### INPUT ROWS ###

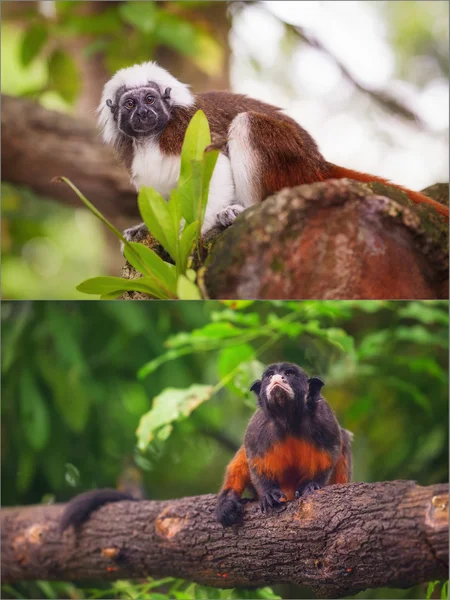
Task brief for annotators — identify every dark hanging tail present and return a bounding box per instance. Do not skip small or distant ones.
[60,489,136,531]
[328,163,448,221]
[329,428,353,484]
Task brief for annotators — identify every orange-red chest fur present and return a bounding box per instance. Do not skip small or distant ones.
[250,436,333,500]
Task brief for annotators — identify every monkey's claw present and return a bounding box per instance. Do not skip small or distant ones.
[259,490,287,514]
[295,481,322,500]
[217,204,244,227]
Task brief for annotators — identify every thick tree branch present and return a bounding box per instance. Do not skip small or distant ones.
[1,95,139,218]
[205,179,448,300]
[1,481,448,597]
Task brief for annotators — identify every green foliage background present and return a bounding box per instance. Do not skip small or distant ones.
[2,301,448,598]
[1,0,449,299]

###

Convert the records into a JSON list of strings, one string per line, starting with the line that contains "Task brief for annotators — identify every thick" and going on through the line that contains "[1,481,448,597]", both included. Leave out blank lines.

[
  "Task brief for annotators — identify every thick tree branch present and return a bounding box per instance. Do not skip small or distant ones.",
  "[1,95,139,218]",
  "[205,179,448,300]",
  "[1,481,448,597]"
]